* start *

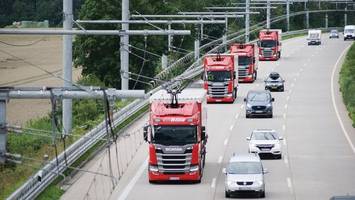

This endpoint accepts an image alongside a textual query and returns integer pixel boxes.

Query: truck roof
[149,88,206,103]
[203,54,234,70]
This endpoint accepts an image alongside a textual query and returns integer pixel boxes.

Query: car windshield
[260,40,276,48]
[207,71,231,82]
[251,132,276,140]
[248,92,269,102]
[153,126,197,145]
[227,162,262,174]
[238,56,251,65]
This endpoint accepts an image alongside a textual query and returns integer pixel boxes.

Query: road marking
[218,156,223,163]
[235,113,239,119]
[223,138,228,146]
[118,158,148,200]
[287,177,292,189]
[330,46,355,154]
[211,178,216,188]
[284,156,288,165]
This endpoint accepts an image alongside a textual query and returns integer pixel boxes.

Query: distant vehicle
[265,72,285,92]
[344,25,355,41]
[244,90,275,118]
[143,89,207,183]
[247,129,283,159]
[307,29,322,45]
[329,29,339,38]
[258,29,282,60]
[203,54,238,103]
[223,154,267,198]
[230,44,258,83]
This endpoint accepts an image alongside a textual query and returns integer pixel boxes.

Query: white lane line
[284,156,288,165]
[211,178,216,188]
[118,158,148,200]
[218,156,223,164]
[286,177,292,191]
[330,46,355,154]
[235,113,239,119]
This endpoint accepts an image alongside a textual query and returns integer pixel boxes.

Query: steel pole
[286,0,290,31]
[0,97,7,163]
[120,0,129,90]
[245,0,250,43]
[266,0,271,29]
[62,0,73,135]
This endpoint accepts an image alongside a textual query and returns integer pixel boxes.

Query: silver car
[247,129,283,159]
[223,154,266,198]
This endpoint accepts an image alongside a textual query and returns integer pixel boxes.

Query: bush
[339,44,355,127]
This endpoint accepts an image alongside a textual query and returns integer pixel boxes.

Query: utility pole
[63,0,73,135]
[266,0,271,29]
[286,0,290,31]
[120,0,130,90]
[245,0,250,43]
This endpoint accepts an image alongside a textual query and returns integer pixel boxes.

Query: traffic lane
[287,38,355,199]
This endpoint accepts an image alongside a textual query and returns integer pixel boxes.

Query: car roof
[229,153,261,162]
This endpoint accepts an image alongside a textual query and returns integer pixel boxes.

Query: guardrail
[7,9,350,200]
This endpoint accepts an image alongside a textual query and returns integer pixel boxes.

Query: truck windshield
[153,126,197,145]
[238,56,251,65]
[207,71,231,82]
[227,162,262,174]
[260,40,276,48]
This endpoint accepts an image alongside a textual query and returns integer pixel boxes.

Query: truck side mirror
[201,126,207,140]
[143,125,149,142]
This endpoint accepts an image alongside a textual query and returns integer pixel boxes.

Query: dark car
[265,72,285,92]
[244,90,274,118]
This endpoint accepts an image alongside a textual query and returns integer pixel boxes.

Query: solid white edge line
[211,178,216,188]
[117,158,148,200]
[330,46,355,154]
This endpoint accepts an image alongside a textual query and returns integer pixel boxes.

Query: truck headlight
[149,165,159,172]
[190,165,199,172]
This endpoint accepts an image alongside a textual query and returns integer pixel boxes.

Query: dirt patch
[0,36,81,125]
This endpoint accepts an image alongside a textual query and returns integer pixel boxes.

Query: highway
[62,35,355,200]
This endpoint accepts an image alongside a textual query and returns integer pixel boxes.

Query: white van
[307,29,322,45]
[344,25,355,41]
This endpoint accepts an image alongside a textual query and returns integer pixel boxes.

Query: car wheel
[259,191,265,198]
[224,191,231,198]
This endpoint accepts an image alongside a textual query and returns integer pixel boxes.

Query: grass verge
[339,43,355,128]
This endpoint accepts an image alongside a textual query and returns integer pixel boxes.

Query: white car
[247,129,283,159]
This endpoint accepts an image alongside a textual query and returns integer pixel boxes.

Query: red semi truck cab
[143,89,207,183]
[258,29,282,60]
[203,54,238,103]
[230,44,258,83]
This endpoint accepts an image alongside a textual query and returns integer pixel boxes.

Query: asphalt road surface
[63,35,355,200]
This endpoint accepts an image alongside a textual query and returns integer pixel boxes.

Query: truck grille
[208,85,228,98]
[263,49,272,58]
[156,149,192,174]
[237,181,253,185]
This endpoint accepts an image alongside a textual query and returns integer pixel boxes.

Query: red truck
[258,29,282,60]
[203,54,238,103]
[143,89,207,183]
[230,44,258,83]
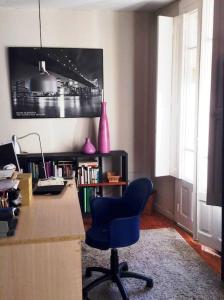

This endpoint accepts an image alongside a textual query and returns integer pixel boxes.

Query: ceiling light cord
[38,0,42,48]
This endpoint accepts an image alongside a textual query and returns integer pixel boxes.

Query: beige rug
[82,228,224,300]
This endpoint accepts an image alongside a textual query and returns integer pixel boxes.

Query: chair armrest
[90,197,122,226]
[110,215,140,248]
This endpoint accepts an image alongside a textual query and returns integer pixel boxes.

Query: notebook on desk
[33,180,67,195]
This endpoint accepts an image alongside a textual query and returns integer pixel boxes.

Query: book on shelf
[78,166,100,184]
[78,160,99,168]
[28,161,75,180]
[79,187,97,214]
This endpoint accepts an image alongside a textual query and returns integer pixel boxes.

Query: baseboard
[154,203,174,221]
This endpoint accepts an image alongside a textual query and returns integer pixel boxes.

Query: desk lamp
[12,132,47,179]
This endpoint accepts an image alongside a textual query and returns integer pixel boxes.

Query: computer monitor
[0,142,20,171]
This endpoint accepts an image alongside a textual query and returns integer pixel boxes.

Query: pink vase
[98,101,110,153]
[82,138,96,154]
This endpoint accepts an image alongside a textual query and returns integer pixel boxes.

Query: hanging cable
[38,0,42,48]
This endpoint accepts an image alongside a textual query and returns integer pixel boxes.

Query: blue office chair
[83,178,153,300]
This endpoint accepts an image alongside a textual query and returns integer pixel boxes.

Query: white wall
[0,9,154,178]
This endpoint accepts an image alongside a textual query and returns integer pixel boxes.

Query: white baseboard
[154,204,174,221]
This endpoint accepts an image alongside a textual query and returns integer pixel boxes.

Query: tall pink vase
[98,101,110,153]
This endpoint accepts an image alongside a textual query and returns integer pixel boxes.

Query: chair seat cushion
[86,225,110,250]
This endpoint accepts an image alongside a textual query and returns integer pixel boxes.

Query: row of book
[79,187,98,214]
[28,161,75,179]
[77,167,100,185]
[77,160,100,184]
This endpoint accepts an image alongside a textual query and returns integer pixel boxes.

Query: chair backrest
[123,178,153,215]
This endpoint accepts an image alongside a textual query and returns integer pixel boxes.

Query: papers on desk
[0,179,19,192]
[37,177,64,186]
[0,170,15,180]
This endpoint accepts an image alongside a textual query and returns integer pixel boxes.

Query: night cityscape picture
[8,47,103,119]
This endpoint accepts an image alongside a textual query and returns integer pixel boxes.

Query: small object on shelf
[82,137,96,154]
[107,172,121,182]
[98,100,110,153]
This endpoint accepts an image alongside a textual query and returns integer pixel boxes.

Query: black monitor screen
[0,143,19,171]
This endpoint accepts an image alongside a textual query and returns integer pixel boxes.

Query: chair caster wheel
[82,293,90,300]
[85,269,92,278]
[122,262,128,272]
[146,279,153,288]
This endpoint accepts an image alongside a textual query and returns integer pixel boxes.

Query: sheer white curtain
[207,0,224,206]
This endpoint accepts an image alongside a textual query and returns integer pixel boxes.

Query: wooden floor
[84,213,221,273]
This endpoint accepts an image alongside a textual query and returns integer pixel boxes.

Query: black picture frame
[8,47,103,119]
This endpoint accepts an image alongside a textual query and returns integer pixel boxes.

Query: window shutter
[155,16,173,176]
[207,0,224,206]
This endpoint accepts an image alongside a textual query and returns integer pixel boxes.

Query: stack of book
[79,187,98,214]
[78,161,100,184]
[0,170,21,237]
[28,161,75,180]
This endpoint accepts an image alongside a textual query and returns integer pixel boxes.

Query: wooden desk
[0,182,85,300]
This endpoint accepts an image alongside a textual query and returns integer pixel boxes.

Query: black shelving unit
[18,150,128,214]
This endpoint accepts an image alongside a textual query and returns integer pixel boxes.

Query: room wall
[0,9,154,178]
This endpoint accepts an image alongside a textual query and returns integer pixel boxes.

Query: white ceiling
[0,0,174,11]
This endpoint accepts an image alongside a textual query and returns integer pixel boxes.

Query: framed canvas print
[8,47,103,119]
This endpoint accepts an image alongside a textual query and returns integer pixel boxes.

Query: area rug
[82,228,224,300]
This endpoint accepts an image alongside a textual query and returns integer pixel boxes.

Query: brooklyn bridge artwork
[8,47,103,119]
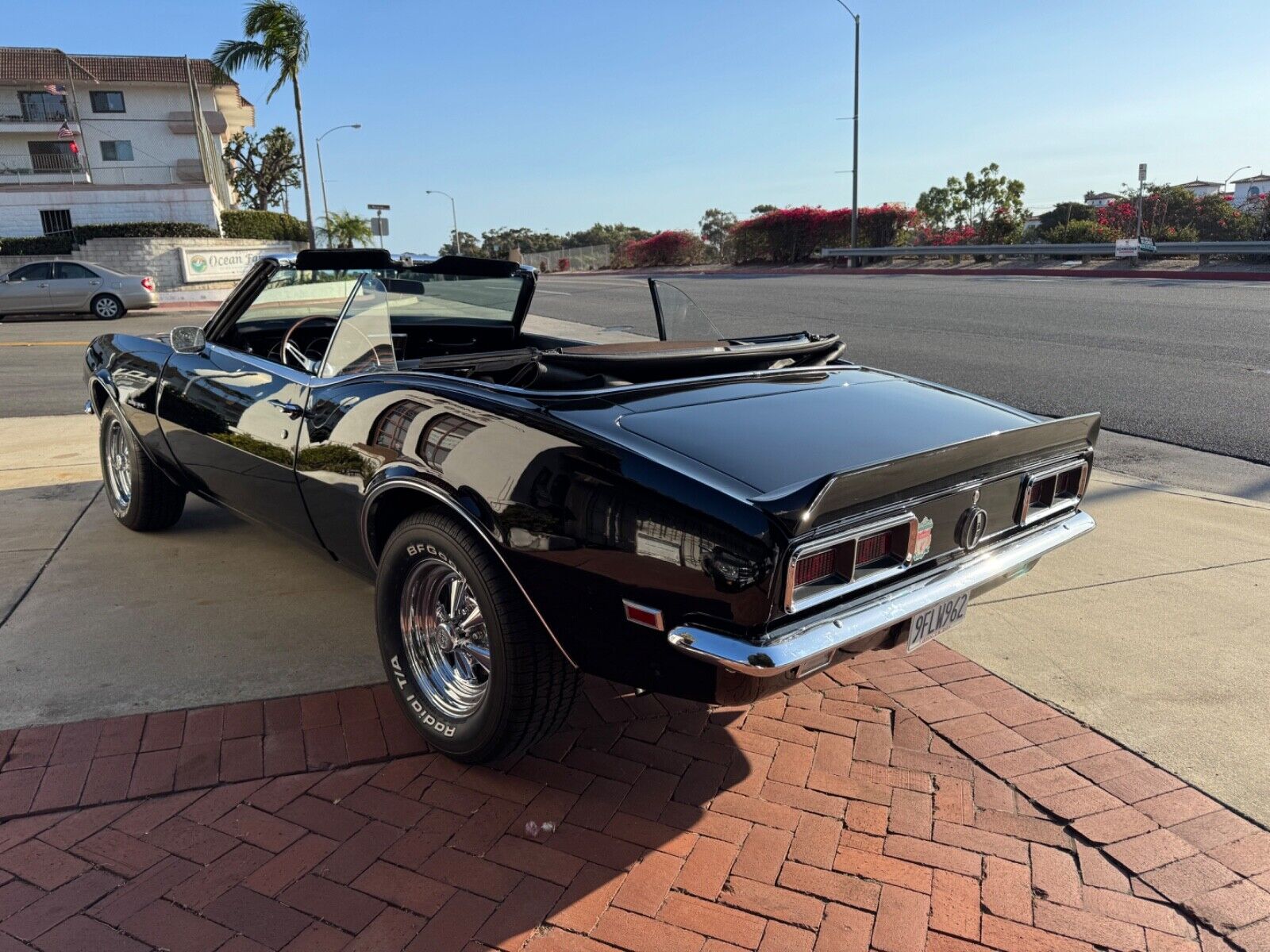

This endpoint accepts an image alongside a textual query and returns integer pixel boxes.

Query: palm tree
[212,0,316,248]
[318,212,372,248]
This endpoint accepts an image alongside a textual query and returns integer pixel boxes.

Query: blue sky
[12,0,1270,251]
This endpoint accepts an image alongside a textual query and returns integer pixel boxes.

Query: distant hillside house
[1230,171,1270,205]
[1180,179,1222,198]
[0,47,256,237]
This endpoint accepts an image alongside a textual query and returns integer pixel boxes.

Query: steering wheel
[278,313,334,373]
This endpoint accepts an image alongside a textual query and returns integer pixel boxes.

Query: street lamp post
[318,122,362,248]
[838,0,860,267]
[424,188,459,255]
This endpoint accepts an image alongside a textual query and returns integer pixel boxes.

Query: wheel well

* end *

▶ _WHAT YOU HAVE TO DO_
Edit the material from its start up to and including the line with "[203,54,234,70]" by replacing "truck roof" with "van roof" and leaving everything else unchanged. Give back only those lines, without the pictures.

▶ _WORKED SOLUTION_
This endpoint accepts an image alongside a textual query and returns integer pixel boxes.

Query: van roof
[149,88,206,103]
[203,54,234,70]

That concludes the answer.